WORK TO COMPLETE =>
a. Answer each question from the inverter welder text.
(i) At about what frequency do the high voltage transistors switch?
(ii) What DC output voltage and current do computer mainframe power supplies use?
(iii) How much AC ripple on the 5 volt DC output causes serious computer instabilities?
b. Say whether each statement agrees with the inverter welder text. Answer yes or no, and quote the words that decide it.
(i) The main advantage of the inverter design is that it does away with the large iron core transformer needed for 60 Hz.
(ii) Transformers will pass DC as well as AC.
(iii) The switched DC is harder to filter than the pulsating DC from normal rectification.
c. Extend the inverter welder text, beginning after its final sentence.

DOCUMENT TEXT =>
++++++
The input voltage is rectified into relatively high-voltage DC. The DC is
changed to high-frequency AC power by semiconductors and then the
high-voltage, high-frequency AC is stepped-down to high-frequency low
voltage AC. This relatively low voltage AC is then rectified.
Most inverter circuits utilize various feedback loops to maintain the
desired output voltage or current settings. Then you factor in other
features found in high-end machines and you end up with a pretty complex
Simplified explanation here:
Line voltage is rectified to DC high voltage (several hundred volts),
switched by high voltage transistors (IGBTs or MOSFETs) at a high frequency
(about 20 KHz), stepped down in a high currrent ferrite core transformer,
then rectified back to DC low voltage for welding. The main advantage is it
eliminates the large heavy iron core transformer needed for 60 Hz.
This is correct. I first noticed inverter technology while repairing
computer mainframe power supplies. They use only 5 volts DC output
but at 200 amps. The reason for using inverter technology was to
provide a much cleaner DC output at higher current loads. Anything
higher than 50 millivolts of AC ripple on your 5 volt DC output
creates serious computer instabilities. I initially had trouble
understanding how the DC got turned back into AC as transformers will
only pass AC. The method is by turning the DC on and off with the
transistor, IGBT, SCR or mosfet. A transformer is only concerned
about expanding and collapsing magnetic fields, so it sees the DC
switching on and off as a square wave AC source which is much easier
to filter than the pulsating DC created thru normal rectification.
You may think of inverter technology as double rectification.
(sinusoidal AC) to DC to (squarewave AC) to DC = very clean DC without
the use of massive transformers. This essentially makes for a very
smooth DC welding source in a very lightweight package. PS: Has
anyone ever tried welding with non-spillable UPS batteries? talk
about a smooth welding process, they make almost no noise and provide
a very superior weld to say a buzz box.
"... A transformer is only concerned about expanding and collapsing
magnetic fields, so it sees the DC switching on and off as a square
wave AC source..."
Is switching the DC off/on enough to generate 'true' AC? Isn't it
necessary to somehow produce the negative component of the AC?
++++++
RECORD SET =>
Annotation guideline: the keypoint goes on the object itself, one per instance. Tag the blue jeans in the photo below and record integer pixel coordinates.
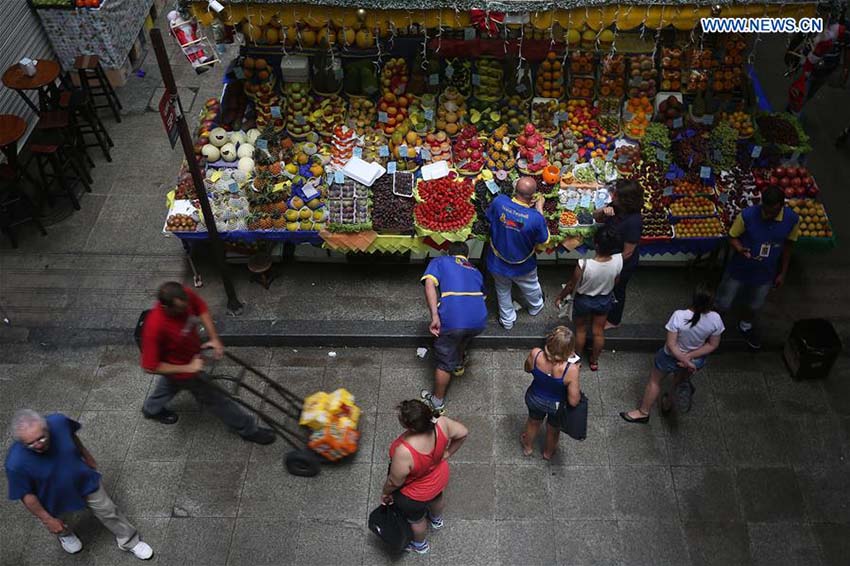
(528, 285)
++++++
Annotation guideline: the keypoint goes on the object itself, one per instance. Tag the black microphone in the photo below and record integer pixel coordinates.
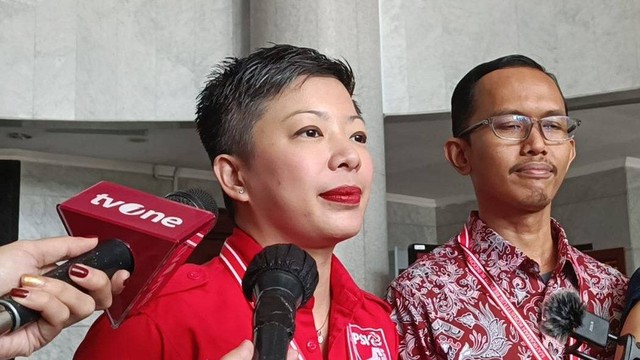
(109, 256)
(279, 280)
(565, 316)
++++++
ANSWER LIST =>
a.
(i) About 20 KHz.
(ii) 5 volts DC at 200 amps.
(iii) Anything higher than 50 millivolts.

b.
(i) Yes: "The main advantage is it eliminates the large heavy iron core transformer needed for 60 Hz."
(ii) No: "transformers will only pass AC."
(iii) No: "much easier to filter than the pulsating DC created thru normal rectification."

c.
Transformer coupling is by the change in magnetic fields and the secondary
side has no idea what the primary side voltage is referenced to. On the
secondary side, when the field builds secondary wire A goes positive with
respect to secondary wire B, when the field collapses secondary wire A then
goes negative with respect to wire B.
The final goal is to achieve the purest DC possible, without any AC
riding on top of it. When the sinusoidal AC goes thru a bridge
rectifier, the output will be pulsating DC. Usually capacitors are
placed inline to attempt to smooth out the gaps between the pulses.
By then taking this crude DC and using a thyristor (
scr,transistor,mosfet,igbt, etc.) to switch this crude DC on and off,
you will create a square wave AC. The square wave AC is then sent
thru another bridge rectifier and the output is a much purer DC
because there are no gaps between the pulses. Pure DC is very
desirable when welding. It is very smooth and makes almost no noise.
If you ever get the chance to take sealed batteries and weld with
them, you will see what I mean. Please do not attempt to use car
batteries as the hydrogen fumes could possibly ignite and become a
very effective explosive device. You will need 3 to 4 sealed 12 volt
batteries to make a very smooth welder. I have a very large resistor
inline to control the current so that I am able to weld smaller items
without any burn thru. I made a set of stainless steel headers for my
car using this method and I was amazed at the quality of the welds.
They are absolutely beautiful. These days, I use a Lincoln portable
inverter with Tig attachment to do this type of work but I am
constantly amazed at what good old batteries will do.